> [Data to process]:
● ● ●
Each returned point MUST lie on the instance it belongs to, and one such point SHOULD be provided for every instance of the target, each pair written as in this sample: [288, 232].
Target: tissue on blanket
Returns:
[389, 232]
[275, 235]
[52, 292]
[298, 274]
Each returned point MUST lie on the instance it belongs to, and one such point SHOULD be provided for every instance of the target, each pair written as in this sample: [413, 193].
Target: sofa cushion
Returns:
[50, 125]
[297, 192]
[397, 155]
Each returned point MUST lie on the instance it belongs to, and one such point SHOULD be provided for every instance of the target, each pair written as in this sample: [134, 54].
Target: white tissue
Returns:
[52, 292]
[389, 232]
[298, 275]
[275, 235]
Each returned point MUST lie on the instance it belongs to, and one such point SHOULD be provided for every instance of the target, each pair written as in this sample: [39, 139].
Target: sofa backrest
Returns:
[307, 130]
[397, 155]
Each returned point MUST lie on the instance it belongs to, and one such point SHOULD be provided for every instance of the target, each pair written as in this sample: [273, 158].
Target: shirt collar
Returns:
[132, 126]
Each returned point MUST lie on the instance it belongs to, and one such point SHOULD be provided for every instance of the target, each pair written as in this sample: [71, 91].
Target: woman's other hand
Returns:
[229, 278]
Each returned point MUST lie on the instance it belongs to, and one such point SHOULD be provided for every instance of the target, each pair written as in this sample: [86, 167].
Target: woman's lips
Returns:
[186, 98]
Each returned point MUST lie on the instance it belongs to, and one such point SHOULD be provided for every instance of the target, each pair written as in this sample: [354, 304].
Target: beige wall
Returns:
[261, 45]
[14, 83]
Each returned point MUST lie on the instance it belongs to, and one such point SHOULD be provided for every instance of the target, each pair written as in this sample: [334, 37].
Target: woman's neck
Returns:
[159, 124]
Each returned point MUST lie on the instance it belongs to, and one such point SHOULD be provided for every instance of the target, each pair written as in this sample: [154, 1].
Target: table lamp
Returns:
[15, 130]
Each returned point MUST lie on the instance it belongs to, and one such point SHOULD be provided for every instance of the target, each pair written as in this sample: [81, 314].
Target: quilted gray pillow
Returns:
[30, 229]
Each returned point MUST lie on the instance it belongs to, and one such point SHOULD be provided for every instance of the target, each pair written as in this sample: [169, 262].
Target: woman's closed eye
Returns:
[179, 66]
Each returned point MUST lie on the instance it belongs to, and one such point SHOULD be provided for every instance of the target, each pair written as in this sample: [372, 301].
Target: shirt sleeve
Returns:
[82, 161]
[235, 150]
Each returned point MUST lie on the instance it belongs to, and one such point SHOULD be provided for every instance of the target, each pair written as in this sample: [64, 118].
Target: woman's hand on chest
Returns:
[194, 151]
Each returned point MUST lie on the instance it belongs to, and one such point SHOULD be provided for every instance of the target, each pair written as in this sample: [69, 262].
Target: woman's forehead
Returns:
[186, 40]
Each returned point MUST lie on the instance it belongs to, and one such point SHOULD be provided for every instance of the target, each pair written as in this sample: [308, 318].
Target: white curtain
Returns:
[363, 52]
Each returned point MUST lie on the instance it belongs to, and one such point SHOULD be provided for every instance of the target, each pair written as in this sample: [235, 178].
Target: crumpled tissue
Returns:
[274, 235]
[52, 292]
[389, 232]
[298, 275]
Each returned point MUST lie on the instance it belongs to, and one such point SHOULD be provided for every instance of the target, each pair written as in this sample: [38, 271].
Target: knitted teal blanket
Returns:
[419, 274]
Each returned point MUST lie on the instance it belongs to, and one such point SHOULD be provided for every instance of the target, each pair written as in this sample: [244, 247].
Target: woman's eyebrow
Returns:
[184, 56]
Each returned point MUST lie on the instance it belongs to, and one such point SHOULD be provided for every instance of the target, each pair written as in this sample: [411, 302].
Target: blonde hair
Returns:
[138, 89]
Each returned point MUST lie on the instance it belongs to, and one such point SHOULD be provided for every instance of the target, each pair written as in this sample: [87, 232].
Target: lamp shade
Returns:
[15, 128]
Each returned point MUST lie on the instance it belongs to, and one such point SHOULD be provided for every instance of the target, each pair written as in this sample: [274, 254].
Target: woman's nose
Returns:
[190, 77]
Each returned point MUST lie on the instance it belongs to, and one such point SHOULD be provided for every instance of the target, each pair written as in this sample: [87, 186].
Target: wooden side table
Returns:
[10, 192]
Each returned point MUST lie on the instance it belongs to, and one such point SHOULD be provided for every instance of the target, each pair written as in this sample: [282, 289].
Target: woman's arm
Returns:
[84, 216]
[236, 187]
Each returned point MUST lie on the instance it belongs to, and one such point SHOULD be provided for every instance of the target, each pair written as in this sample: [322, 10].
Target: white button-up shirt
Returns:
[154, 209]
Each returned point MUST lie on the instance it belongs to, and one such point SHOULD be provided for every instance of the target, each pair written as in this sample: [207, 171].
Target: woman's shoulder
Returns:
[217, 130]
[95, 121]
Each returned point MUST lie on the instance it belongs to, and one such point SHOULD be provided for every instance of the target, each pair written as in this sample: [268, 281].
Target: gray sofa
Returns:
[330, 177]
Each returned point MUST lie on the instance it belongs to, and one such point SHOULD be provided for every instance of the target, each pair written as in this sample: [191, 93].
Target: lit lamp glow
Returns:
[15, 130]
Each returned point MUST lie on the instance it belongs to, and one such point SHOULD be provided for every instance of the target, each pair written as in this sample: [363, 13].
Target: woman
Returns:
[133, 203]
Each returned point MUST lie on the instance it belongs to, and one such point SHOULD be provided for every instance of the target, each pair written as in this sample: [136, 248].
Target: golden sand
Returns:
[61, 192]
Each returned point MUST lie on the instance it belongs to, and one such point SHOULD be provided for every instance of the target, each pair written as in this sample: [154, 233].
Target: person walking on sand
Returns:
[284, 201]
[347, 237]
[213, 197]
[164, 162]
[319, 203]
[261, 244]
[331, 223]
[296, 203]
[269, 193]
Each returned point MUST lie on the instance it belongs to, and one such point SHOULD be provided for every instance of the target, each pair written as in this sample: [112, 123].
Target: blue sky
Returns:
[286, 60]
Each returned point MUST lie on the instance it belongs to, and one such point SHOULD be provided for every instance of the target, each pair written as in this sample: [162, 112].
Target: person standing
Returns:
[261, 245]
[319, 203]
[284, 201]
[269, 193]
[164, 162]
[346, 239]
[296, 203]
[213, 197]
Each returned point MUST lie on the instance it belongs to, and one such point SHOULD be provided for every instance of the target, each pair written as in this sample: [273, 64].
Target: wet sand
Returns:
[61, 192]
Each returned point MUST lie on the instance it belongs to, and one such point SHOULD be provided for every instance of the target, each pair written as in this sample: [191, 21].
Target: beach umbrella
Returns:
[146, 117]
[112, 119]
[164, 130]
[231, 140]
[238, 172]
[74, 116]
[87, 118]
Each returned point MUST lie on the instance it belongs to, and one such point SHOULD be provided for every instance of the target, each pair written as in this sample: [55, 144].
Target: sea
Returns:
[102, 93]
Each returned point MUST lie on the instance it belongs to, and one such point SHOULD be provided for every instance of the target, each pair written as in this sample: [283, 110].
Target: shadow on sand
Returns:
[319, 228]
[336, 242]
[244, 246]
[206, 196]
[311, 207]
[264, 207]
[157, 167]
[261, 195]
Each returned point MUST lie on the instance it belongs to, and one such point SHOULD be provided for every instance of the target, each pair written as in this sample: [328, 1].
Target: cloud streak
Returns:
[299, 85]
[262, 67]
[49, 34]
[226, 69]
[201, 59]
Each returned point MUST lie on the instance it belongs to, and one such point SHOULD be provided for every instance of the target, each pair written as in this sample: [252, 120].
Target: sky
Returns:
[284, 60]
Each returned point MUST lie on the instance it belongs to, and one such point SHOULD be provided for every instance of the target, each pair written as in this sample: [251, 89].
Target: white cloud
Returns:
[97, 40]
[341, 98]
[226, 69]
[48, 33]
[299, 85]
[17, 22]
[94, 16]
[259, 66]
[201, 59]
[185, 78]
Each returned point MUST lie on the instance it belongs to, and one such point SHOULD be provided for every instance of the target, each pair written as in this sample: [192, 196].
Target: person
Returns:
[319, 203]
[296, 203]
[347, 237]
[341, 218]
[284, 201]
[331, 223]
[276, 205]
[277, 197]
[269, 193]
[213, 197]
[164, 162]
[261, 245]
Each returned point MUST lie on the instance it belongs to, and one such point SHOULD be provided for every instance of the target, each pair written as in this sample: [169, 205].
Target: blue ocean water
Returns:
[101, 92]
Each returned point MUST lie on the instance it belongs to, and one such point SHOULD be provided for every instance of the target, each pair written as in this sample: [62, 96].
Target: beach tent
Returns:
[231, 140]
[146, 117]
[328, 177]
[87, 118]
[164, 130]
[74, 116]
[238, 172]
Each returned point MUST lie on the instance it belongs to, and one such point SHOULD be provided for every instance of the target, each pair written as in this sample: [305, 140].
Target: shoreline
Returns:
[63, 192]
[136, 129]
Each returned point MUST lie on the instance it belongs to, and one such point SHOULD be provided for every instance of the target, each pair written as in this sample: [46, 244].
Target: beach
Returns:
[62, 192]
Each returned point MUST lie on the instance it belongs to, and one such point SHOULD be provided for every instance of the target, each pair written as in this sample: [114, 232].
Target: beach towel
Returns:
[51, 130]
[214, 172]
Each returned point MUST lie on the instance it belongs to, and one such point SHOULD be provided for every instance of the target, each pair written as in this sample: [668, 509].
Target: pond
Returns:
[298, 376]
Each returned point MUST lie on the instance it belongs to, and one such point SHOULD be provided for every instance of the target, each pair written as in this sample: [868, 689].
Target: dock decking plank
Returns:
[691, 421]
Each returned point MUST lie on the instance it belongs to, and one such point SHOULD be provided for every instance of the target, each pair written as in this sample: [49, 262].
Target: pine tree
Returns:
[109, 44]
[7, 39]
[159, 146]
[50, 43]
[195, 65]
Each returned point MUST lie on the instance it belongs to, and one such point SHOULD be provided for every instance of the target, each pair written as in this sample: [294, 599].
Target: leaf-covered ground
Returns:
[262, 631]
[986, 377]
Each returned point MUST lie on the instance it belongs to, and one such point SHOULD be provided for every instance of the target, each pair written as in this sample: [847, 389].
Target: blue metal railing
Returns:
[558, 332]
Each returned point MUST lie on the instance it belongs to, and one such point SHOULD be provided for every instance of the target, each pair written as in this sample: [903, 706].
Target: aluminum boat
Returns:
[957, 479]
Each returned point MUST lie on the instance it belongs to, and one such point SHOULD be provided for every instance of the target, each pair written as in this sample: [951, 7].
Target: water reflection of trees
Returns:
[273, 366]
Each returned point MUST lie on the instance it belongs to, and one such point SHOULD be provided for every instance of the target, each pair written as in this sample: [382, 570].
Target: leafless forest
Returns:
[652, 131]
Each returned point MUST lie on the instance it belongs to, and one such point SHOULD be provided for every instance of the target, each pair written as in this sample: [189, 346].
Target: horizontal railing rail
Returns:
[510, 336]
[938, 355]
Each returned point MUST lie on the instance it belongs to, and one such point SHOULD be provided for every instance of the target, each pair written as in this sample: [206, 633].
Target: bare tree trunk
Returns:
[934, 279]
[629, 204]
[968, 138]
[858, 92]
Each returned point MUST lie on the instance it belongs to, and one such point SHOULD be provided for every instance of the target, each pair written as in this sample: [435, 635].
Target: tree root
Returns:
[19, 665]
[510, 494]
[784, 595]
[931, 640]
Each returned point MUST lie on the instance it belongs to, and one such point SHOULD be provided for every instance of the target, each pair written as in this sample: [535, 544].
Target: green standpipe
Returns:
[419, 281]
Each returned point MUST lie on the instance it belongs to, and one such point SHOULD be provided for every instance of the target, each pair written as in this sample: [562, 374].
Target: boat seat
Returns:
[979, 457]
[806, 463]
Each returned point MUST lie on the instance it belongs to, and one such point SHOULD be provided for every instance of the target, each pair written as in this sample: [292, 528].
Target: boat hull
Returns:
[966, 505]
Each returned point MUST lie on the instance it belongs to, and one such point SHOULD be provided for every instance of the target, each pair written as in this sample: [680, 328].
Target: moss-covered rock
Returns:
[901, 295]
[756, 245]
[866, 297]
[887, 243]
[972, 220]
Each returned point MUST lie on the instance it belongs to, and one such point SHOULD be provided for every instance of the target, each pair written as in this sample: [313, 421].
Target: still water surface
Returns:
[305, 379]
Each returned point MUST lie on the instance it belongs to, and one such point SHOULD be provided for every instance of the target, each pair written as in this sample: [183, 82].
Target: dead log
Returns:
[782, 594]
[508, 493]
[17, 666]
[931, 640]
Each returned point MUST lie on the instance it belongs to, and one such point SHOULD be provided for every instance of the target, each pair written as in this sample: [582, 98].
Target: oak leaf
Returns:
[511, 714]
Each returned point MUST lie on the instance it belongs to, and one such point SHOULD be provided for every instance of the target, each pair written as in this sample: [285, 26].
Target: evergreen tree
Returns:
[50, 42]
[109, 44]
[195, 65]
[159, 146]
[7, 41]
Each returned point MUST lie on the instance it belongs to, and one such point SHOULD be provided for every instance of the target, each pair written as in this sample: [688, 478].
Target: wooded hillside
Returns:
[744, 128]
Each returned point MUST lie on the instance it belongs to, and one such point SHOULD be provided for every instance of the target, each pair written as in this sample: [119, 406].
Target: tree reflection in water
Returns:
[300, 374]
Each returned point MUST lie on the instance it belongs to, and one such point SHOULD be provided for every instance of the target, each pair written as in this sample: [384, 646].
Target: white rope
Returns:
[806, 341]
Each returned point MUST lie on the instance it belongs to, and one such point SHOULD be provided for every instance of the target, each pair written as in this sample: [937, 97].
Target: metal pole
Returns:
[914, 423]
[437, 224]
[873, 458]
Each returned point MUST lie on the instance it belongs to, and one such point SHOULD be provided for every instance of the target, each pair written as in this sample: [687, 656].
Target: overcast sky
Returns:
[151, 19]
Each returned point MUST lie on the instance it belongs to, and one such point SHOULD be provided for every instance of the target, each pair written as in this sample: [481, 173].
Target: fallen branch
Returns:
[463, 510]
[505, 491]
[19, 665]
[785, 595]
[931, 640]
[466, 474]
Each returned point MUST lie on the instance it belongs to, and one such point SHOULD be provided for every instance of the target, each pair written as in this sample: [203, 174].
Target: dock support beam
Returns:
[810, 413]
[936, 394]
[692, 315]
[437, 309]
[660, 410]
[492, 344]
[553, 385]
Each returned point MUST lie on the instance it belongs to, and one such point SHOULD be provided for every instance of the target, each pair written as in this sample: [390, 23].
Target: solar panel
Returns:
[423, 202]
● ● ●
> [Task statement]:
Repeat precisely the lines of the data starting at the one containing "sample: [203, 174].", last line included.

> [Answer for this exercise]:
Each returned point MUST lie on the instance it belongs to, and one such point SHOULD be provided for every instance of the target, each pair written as in this sample: [203, 174].
Target: dock support beam
Returns:
[810, 413]
[936, 394]
[692, 315]
[437, 309]
[660, 410]
[492, 344]
[553, 385]
Each returned point MUST lie on the instance it belongs to, and one such point SHOULD be provided for every instance of the target, each pair written as in this sample: [390, 23].
Target: solar panel
Returns:
[423, 202]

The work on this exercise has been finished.